Type out each record word for word. Pictures stay out.

━━ Stored data

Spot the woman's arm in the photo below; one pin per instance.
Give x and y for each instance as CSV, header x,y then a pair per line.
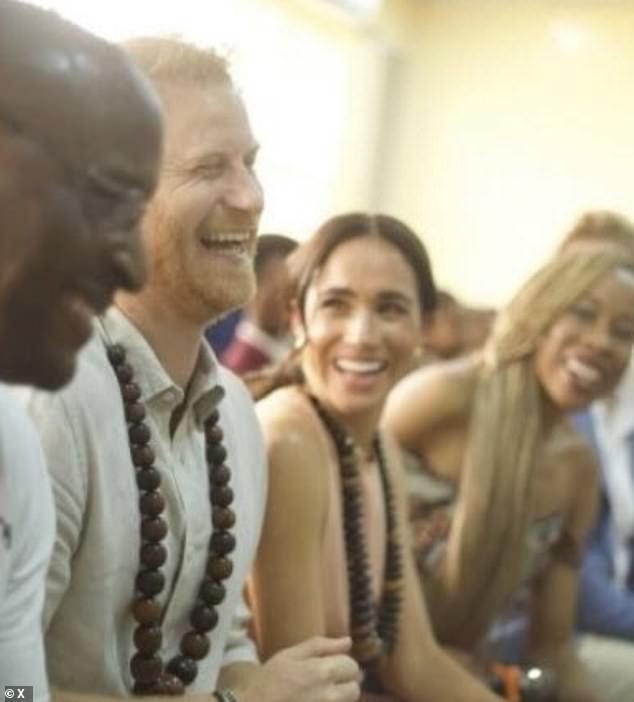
x,y
419,670
286,587
555,593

━━━━

Task answer –
Spot the woman's arm in the photo below; one pin per instance.
Give x and y for each instance as CSV, header x,y then a pair per line.
x,y
419,670
286,587
555,593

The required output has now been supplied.